What you will do -
Each line of the entries below that holds "target" is needed, copied in full.

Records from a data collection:
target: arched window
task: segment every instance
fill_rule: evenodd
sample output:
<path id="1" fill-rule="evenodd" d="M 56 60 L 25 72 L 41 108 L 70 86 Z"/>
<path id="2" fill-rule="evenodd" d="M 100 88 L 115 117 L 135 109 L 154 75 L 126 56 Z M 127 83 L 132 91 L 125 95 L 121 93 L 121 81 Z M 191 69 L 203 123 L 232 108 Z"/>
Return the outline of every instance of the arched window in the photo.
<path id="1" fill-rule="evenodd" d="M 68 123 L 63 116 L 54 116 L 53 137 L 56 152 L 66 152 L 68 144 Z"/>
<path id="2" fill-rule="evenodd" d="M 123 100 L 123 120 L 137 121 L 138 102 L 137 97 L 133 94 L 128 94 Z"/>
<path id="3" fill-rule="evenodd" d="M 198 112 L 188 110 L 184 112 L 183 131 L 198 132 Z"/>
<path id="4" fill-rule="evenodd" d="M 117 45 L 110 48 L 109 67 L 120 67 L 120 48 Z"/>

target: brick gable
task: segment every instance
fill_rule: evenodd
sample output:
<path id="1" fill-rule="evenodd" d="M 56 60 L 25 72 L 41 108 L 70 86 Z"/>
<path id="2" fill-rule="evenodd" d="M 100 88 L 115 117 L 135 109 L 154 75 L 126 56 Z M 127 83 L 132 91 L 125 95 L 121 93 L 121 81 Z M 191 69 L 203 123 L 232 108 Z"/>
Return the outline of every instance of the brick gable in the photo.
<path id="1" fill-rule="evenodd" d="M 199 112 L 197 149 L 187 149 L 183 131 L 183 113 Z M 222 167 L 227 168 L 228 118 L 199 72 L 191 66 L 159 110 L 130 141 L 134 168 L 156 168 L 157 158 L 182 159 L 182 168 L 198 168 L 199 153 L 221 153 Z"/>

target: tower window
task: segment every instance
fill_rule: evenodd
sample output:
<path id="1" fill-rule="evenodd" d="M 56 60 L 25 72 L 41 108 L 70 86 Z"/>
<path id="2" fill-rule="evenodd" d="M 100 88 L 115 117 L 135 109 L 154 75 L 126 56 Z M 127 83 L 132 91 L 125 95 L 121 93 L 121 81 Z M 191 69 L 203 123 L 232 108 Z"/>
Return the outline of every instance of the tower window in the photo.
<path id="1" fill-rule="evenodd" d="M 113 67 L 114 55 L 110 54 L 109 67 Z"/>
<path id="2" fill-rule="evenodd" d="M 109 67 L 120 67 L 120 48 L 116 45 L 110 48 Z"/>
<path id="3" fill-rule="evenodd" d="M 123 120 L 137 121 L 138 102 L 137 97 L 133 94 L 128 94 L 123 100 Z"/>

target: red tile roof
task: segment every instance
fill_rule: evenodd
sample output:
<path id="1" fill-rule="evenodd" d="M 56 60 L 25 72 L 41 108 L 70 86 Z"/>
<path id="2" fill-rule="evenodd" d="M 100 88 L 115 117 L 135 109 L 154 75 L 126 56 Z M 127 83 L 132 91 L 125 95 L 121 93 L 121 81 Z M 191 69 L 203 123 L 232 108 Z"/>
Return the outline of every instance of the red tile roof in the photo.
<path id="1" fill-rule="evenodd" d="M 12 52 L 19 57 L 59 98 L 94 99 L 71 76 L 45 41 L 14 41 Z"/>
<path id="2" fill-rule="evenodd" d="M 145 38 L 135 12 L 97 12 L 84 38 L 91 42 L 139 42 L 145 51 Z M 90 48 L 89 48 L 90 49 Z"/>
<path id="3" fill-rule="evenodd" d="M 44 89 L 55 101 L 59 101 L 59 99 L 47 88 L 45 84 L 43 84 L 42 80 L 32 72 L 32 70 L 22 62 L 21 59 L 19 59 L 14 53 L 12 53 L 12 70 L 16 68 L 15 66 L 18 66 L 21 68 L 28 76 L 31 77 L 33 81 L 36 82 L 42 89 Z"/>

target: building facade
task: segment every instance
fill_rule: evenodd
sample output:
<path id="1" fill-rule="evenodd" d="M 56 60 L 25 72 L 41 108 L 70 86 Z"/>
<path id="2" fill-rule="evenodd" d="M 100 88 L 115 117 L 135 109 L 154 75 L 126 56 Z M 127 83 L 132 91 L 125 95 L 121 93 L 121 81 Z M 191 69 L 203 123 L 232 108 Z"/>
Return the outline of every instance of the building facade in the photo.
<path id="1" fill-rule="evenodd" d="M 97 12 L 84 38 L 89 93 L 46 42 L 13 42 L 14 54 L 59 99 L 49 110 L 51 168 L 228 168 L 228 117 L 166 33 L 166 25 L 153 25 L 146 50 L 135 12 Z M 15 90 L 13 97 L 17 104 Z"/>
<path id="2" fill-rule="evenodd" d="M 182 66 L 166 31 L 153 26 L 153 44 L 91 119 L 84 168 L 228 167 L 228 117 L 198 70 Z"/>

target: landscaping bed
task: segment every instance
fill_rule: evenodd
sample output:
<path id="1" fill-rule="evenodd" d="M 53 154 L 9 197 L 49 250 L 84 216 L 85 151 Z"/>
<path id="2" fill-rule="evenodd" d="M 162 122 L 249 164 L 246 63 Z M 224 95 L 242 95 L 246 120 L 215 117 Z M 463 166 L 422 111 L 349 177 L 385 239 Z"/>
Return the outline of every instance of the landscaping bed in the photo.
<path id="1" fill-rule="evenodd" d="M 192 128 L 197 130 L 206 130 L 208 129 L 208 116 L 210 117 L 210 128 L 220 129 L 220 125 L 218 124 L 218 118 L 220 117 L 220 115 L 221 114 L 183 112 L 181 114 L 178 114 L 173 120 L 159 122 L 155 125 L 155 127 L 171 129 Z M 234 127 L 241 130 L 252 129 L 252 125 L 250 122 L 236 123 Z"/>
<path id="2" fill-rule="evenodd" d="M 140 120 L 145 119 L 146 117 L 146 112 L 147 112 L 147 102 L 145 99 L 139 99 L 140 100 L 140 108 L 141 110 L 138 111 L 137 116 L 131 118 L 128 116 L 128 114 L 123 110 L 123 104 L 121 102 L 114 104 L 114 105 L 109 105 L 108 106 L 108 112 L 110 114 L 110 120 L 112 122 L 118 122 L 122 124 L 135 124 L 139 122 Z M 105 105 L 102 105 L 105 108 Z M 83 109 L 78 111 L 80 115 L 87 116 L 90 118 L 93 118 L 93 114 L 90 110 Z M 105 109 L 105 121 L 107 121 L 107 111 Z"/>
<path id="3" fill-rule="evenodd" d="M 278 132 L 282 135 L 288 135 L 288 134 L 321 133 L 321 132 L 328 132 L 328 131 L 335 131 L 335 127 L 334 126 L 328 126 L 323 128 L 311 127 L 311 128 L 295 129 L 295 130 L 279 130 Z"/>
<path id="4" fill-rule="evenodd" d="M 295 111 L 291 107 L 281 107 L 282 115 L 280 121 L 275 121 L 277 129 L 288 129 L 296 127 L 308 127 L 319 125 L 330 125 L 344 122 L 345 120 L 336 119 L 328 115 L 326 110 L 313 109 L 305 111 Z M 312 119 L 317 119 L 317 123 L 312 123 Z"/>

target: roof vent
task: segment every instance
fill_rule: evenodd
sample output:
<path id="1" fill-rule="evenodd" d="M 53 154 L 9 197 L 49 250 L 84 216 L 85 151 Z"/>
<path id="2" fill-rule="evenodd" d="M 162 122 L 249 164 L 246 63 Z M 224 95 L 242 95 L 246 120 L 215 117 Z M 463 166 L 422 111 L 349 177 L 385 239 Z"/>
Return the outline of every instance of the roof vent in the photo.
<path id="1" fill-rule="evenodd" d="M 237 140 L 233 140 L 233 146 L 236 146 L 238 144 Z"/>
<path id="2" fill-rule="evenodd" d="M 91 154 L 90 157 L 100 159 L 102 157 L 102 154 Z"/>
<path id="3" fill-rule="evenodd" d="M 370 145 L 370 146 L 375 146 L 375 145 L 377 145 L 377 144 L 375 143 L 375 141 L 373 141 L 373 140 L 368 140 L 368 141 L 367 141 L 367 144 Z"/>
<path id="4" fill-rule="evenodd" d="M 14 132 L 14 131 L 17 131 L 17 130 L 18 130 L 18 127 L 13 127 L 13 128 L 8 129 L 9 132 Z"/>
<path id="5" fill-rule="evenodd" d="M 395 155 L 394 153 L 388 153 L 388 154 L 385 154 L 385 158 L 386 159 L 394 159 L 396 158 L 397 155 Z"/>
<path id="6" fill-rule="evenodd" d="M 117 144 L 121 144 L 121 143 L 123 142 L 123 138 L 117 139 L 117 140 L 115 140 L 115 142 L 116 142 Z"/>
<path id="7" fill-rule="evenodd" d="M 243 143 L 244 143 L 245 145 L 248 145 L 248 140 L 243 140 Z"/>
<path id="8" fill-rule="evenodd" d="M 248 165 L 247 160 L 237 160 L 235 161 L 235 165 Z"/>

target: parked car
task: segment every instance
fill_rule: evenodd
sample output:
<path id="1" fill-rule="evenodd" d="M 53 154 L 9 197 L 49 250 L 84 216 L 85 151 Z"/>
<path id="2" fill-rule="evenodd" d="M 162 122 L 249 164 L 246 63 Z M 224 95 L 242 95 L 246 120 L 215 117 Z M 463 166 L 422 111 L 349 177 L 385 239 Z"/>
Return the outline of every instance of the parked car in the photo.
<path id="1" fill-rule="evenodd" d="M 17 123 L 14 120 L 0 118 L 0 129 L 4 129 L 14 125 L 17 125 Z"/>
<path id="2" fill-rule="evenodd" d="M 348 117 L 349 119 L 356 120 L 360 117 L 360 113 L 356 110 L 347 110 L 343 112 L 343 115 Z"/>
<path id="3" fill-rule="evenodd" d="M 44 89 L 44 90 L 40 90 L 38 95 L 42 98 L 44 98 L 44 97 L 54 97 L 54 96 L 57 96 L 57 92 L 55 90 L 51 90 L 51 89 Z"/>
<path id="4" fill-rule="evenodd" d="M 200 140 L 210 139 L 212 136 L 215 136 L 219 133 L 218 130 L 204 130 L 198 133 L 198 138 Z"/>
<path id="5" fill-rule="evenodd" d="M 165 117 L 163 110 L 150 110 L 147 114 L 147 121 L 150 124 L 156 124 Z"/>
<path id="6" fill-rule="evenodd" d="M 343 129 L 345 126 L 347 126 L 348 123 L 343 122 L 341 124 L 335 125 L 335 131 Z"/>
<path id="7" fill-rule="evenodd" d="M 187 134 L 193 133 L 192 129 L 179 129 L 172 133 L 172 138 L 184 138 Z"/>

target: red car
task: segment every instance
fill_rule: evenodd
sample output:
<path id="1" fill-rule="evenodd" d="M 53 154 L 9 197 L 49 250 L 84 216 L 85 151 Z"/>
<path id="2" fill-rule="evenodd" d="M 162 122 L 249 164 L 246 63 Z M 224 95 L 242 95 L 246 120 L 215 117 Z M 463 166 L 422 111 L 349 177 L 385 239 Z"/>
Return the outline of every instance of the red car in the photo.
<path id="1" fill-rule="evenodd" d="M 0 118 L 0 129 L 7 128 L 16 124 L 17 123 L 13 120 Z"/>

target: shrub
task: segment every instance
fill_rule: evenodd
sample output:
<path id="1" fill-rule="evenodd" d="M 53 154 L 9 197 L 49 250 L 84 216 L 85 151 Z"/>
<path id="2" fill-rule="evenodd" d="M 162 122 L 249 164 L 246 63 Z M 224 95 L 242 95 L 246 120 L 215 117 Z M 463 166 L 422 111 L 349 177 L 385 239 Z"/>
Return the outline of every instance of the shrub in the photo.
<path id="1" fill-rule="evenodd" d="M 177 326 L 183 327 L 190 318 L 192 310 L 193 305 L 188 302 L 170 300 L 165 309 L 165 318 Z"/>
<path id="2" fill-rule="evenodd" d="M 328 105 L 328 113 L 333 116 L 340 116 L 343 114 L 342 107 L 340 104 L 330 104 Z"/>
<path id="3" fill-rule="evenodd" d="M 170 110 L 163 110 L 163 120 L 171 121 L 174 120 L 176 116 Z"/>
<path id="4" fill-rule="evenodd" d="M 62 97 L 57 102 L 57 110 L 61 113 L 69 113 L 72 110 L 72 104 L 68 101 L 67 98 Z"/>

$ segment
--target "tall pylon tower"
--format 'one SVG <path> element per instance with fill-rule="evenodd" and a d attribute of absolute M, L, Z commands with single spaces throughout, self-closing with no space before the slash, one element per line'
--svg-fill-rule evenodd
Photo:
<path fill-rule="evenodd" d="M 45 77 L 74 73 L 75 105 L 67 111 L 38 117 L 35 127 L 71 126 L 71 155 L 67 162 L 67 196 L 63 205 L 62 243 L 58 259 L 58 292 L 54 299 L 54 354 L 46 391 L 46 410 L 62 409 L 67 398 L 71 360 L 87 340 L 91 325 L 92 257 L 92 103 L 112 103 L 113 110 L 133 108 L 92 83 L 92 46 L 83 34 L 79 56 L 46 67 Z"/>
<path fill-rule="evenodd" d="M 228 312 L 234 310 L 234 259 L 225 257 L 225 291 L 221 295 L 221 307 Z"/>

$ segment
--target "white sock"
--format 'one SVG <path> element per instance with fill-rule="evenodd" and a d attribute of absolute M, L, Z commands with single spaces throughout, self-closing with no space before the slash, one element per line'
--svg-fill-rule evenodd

Written reply -
target: arched window
target: brick gable
target: tower window
target: red tile roof
target: building facade
target: landscaping bed
target: roof vent
target: parked car
target: red car
target: shrub
--target "tall pylon tower"
--target "white sock"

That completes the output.